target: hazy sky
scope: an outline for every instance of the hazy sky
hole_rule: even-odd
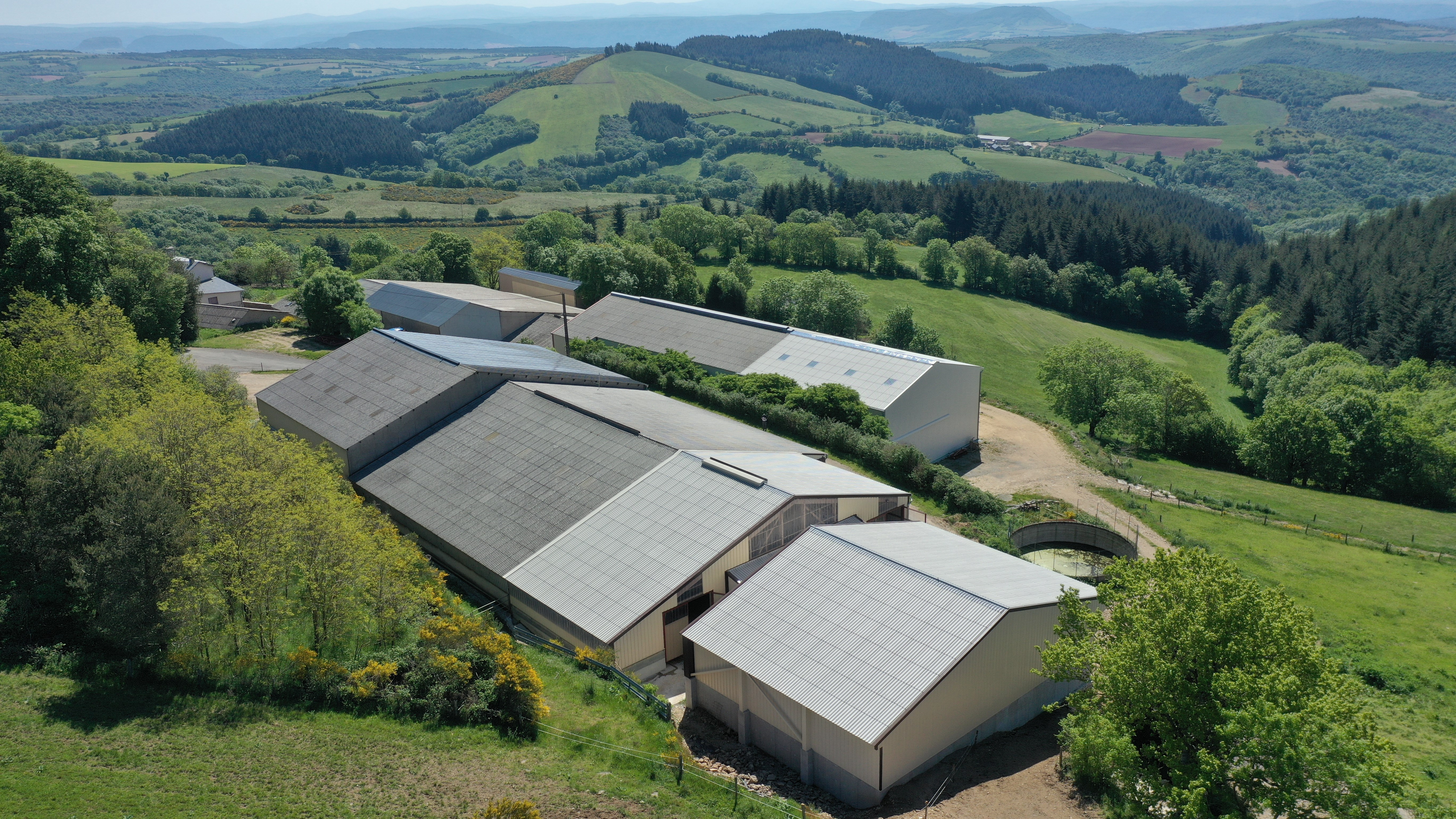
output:
[[[565,6],[581,3],[582,0],[479,0],[495,6]],[[587,0],[596,3],[610,3],[613,0]],[[674,3],[684,0],[657,0]],[[936,0],[891,0],[895,3],[935,3]],[[954,1],[954,0],[951,0]],[[973,3],[976,0],[971,0]],[[987,1],[987,0],[981,0]],[[1038,0],[1029,0],[1035,3]],[[1019,4],[1029,4],[1019,0]],[[454,6],[457,3],[441,0],[250,0],[248,3],[220,3],[197,0],[61,0],[58,3],[28,3],[23,0],[0,0],[0,25],[96,25],[96,23],[224,23],[252,22],[291,15],[354,15],[373,9],[409,9],[415,6]],[[939,0],[938,4],[946,4]],[[798,10],[798,3],[786,0],[776,10],[792,13]],[[824,6],[814,4],[812,10]]]

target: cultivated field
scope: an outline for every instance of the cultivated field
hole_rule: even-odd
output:
[[[1086,147],[1092,150],[1112,150],[1118,153],[1146,153],[1153,154],[1162,152],[1163,156],[1171,156],[1182,159],[1185,153],[1191,150],[1208,150],[1210,147],[1219,147],[1223,140],[1210,138],[1188,138],[1188,137],[1155,137],[1147,134],[1123,134],[1118,131],[1092,131],[1091,134],[1083,134],[1073,140],[1066,140],[1059,144],[1072,147]]]

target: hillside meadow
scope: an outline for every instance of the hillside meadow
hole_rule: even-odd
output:
[[[1107,495],[1128,506],[1120,493]],[[1456,797],[1456,565],[1449,558],[1392,555],[1162,503],[1144,501],[1136,512],[1175,544],[1203,545],[1312,609],[1331,654],[1377,686],[1369,704],[1380,733],[1418,785]]]
[[[546,685],[546,724],[676,761],[671,724],[620,686],[523,650]],[[547,816],[731,812],[732,796],[713,784],[686,777],[677,787],[665,768],[652,778],[645,761],[547,733],[520,740],[9,667],[0,669],[0,818],[464,818],[501,797],[536,802]]]

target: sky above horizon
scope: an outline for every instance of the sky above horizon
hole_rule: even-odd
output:
[[[483,0],[492,6],[514,6],[523,9],[540,9],[547,6],[568,6],[582,0]],[[635,0],[588,0],[593,3],[623,4]],[[657,3],[686,3],[693,0],[651,0]],[[875,0],[869,0],[875,1]],[[895,4],[957,4],[955,0],[888,0]],[[1044,0],[1016,0],[1015,4],[1035,4]],[[288,17],[294,15],[357,15],[379,9],[412,9],[421,6],[472,6],[476,3],[448,3],[441,0],[383,0],[376,3],[361,0],[253,0],[242,6],[233,3],[197,3],[195,0],[66,0],[50,4],[22,4],[17,0],[4,0],[0,7],[4,16],[0,25],[116,25],[116,23],[250,23]],[[967,4],[999,4],[994,0],[976,1]],[[780,13],[794,13],[799,9],[794,0],[775,7]],[[812,3],[808,12],[824,10],[824,3]],[[753,12],[747,12],[753,13]]]

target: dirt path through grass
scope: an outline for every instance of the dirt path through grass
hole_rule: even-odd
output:
[[[1105,520],[1117,533],[1137,544],[1143,557],[1172,548],[1166,538],[1149,530],[1091,487],[1121,484],[1085,466],[1041,424],[1000,407],[981,404],[981,452],[946,462],[977,487],[1009,500],[1016,493],[1054,497]]]

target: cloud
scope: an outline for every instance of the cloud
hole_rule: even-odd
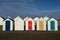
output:
[[[37,3],[36,0],[0,0],[0,16],[49,16],[56,18],[60,16],[60,10],[52,9],[48,11],[44,8],[41,9],[39,2]]]

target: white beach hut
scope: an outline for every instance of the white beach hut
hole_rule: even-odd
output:
[[[56,19],[48,20],[48,31],[58,31],[58,21]]]
[[[14,29],[15,31],[23,31],[24,30],[24,20],[19,16],[14,18]]]
[[[37,21],[37,31],[46,31],[46,21],[42,17]]]
[[[11,17],[8,16],[3,22],[3,31],[13,31],[13,20]]]
[[[35,30],[35,23],[32,18],[26,20],[26,30],[28,31]]]
[[[47,16],[45,16],[45,17],[44,17],[44,20],[45,20],[45,21],[48,21],[48,20],[49,20],[49,18],[48,18]]]

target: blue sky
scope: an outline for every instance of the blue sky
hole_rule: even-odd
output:
[[[60,18],[60,0],[0,0],[0,16]]]

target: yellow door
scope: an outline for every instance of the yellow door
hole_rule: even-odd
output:
[[[39,30],[44,30],[43,21],[39,21]]]

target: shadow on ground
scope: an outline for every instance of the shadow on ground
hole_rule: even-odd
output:
[[[60,40],[60,32],[21,31],[2,32],[0,40]]]

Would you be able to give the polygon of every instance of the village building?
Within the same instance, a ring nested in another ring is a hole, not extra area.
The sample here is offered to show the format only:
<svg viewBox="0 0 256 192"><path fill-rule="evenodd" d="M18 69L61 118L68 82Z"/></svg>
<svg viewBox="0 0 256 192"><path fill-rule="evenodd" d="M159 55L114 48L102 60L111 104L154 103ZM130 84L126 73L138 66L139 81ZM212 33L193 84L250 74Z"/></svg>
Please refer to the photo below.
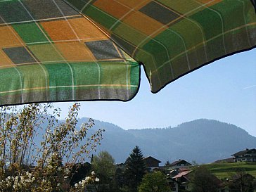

______________________________

* **Goal**
Collect every line above that contains the word "blue", treating uppercase and lowercase as distinct.

* **Answer to the problem**
target: blue sky
scope: an outline for every instance of the blue sky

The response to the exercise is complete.